[Exercise task]
Copy out all of the rows below, line for line, without changing a single character.

[Record set]
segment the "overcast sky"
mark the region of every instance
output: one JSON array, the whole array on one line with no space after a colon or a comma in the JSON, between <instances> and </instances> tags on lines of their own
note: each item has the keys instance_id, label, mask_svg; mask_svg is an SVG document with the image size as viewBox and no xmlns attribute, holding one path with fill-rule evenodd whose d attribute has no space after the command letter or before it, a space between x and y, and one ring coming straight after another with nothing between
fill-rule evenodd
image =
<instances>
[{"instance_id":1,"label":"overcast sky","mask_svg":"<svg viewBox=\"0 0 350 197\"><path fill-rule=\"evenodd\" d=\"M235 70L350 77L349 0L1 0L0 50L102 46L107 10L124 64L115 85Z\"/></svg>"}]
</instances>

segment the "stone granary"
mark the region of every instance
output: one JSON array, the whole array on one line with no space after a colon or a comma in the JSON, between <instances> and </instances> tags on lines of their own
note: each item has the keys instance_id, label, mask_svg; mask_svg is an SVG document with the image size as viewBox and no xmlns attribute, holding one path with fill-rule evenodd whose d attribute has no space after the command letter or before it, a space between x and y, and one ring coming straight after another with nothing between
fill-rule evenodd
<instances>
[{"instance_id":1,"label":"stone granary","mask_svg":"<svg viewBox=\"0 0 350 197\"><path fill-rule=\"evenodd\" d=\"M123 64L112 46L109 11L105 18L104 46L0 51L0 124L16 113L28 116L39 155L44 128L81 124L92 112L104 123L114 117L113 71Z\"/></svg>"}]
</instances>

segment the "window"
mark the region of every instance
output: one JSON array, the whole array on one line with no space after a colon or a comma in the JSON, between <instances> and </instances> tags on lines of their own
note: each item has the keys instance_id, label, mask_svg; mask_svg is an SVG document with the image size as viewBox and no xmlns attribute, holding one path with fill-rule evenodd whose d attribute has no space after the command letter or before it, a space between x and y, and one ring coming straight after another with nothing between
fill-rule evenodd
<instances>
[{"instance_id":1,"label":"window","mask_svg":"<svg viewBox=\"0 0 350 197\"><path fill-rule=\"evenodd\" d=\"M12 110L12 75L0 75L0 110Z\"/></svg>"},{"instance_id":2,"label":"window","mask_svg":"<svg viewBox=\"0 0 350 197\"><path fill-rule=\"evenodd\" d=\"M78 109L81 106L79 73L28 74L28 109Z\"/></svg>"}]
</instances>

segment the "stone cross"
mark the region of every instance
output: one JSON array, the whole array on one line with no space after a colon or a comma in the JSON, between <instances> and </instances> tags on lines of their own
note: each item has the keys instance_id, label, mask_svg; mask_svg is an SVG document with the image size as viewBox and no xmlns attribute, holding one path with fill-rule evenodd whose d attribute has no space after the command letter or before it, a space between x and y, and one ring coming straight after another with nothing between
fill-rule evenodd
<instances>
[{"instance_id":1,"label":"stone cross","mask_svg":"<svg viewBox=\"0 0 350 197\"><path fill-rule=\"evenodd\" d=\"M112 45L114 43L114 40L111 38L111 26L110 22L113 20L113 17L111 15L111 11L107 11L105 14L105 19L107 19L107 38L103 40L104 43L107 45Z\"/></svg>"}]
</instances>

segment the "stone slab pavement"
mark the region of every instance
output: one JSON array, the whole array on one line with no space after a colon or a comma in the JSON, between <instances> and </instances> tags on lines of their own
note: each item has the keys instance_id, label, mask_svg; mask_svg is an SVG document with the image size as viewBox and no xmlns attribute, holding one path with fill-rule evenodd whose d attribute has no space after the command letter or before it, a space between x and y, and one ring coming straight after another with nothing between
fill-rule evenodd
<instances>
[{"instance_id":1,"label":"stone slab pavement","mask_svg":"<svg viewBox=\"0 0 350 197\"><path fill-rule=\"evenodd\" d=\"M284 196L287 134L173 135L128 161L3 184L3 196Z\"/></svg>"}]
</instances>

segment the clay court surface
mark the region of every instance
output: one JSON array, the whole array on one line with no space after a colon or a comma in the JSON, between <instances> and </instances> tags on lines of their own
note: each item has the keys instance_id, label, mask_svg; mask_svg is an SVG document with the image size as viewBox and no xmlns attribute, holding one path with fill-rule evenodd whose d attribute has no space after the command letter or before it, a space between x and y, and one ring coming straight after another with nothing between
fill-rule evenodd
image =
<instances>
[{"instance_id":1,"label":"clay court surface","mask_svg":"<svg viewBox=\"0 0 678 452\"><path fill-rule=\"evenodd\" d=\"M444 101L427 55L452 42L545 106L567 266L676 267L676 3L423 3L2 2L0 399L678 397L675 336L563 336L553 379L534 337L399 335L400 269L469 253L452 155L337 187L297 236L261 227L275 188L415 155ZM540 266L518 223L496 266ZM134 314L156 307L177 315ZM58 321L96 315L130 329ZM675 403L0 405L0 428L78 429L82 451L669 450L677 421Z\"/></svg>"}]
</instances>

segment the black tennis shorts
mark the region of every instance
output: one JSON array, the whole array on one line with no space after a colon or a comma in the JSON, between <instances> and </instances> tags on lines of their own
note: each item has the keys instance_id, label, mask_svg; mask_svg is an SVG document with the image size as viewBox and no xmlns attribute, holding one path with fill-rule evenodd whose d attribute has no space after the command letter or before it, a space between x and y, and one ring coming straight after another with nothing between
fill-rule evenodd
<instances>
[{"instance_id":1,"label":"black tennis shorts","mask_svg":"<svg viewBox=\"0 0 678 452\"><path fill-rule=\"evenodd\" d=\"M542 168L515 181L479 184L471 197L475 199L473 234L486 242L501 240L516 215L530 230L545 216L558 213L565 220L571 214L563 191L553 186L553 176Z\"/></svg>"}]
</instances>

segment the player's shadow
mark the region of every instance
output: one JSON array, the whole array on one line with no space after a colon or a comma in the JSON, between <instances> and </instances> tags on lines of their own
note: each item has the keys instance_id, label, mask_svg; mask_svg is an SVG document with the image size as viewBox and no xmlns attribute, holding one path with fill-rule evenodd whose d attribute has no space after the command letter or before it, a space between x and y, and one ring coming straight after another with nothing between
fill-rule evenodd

[Complete response]
segment the "overcast sky"
mark the region of every instance
output: one JSON array, the whole array on one line with no space after a colon or a comma in the JSON, between <instances> and </instances> tags on lines of their own
note: each item has the keys instance_id, label, mask_svg; mask_svg is an SVG document with the image size as viewBox and no xmlns attribute, holding one path with fill-rule evenodd whose d attribute has no space after the command letter or before it, a space between x and y, and one ring coming straight after another with nothing between
fill-rule evenodd
image =
<instances>
[{"instance_id":1,"label":"overcast sky","mask_svg":"<svg viewBox=\"0 0 350 197\"><path fill-rule=\"evenodd\" d=\"M235 70L350 77L349 0L1 0L0 50L102 46L107 10L124 64L115 85Z\"/></svg>"}]
</instances>

segment the "stone granary"
mark the region of every instance
output: one JSON array, the whole array on one line with no space after a colon or a comma in the JSON, between <instances> and </instances> tags on lines of their own
note: each item has the keys instance_id, label, mask_svg; mask_svg is an SVG document with the image size as viewBox and no xmlns attribute, holding one path with fill-rule evenodd whose d attribute has no space after the command letter or before it, a space between x and y, and one ring coming straight after another with nothing between
fill-rule evenodd
<instances>
[{"instance_id":1,"label":"stone granary","mask_svg":"<svg viewBox=\"0 0 350 197\"><path fill-rule=\"evenodd\" d=\"M123 64L112 46L109 11L105 18L104 46L0 51L0 124L16 113L28 116L39 155L44 128L81 124L92 112L104 123L114 117L113 71Z\"/></svg>"}]
</instances>

segment the "window"
mark the region of every instance
output: one JSON array, the whole array on one line with no space after a colon or a comma in the JSON, between <instances> and </instances> tags on lines of their own
note: each item has the keys instance_id, label, mask_svg; mask_svg is an SVG document with the image size as viewBox and no xmlns attribute, holding one path with fill-rule evenodd whose d attribute has no space after the command letter or before it, a space between x and y, and one ring coming straight after another with nothing between
fill-rule evenodd
<instances>
[{"instance_id":1,"label":"window","mask_svg":"<svg viewBox=\"0 0 350 197\"><path fill-rule=\"evenodd\" d=\"M12 110L12 75L0 75L0 110Z\"/></svg>"},{"instance_id":2,"label":"window","mask_svg":"<svg viewBox=\"0 0 350 197\"><path fill-rule=\"evenodd\" d=\"M78 109L81 106L79 73L28 74L28 109Z\"/></svg>"}]
</instances>

segment the "stone cross"
mark the region of every instance
output: one JSON array, the whole array on one line with no space after a colon or a comma in the JSON, between <instances> and </instances> tags on lines of their own
note: each item has the keys instance_id, label, mask_svg; mask_svg is an SVG document with the image size as viewBox and no xmlns attribute, holding one path with fill-rule evenodd whose d attribute has no space after the command letter or before it, a space between x and y, and one ring coming straight after another with nothing between
fill-rule evenodd
<instances>
[{"instance_id":1,"label":"stone cross","mask_svg":"<svg viewBox=\"0 0 350 197\"><path fill-rule=\"evenodd\" d=\"M112 45L114 43L114 40L111 38L111 26L110 22L113 20L113 17L111 15L111 11L107 11L105 14L105 19L107 19L107 38L103 40L104 43L107 45Z\"/></svg>"}]
</instances>

segment the "stone slab pavement"
mark the region of every instance
output: one JSON array, the whole array on one line with no space after a colon or a comma in the JSON, between <instances> and </instances> tags on lines of their own
note: each item has the keys instance_id, label, mask_svg; mask_svg is an SVG document with the image size as viewBox and no xmlns attribute, holding one path with fill-rule evenodd whose d attribute has no space after the command letter or before it, a space between x and y, and one ring coming straight after another with nothing between
fill-rule evenodd
<instances>
[{"instance_id":1,"label":"stone slab pavement","mask_svg":"<svg viewBox=\"0 0 350 197\"><path fill-rule=\"evenodd\" d=\"M284 196L287 134L173 135L128 161L3 184L3 196Z\"/></svg>"}]
</instances>

segment the clay court surface
mark the region of every instance
output: one JSON array, the whole array on one line with no space after a colon or a comma in the JSON, between <instances> and </instances> tags on lines of their own
note: each item has the keys instance_id, label, mask_svg; mask_svg is an SVG document with the image size as viewBox and no xmlns attribute, holding one path with fill-rule evenodd whose d attribute has no space after the command letter or before it, a space between x and y, and one ring coming straight after another with nothing between
fill-rule evenodd
image =
<instances>
[{"instance_id":1,"label":"clay court surface","mask_svg":"<svg viewBox=\"0 0 678 452\"><path fill-rule=\"evenodd\" d=\"M444 101L427 55L452 42L545 106L567 266L676 267L676 3L423 3L2 2L0 399L678 397L675 336L563 336L553 379L534 337L399 335L400 269L469 253L452 155L337 187L297 236L261 227L275 188L415 155ZM540 266L518 223L496 266ZM134 314L156 307L177 315ZM58 321L96 315L130 329ZM675 403L0 405L0 428L78 429L82 451L669 450L677 421Z\"/></svg>"}]
</instances>

segment the black tennis shorts
mark the region of every instance
output: one JSON array, the whole array on one line with no space after a colon or a comma in the JSON, between <instances> and </instances> tags on lines of their own
note: each item has the keys instance_id, label, mask_svg; mask_svg is an SVG document with the image size as viewBox and no xmlns attribute, holding one path with fill-rule evenodd whose d attribute has no space after the command letter or before it, a space between x and y, and one ring coming straight after another with nothing between
fill-rule evenodd
<instances>
[{"instance_id":1,"label":"black tennis shorts","mask_svg":"<svg viewBox=\"0 0 678 452\"><path fill-rule=\"evenodd\" d=\"M542 168L515 181L479 184L471 197L475 199L473 234L486 242L501 240L516 215L530 230L545 216L558 213L565 220L571 214L563 191L553 186L553 176Z\"/></svg>"}]
</instances>

segment the player's shadow
mark the region of every instance
output: one JSON array, the whole array on one line with no space after a colon or a comma in the JSON, between <instances> and </instances> tags on lines of their own
note: each item has the keys instance_id, label, mask_svg; mask_svg is an SVG document with the image size as viewBox and no xmlns attribute, holding one path with fill-rule evenodd whose d attribute has no space after the command letter or before it, a space between x and y, and one ring coming straight after another with nothing between
fill-rule evenodd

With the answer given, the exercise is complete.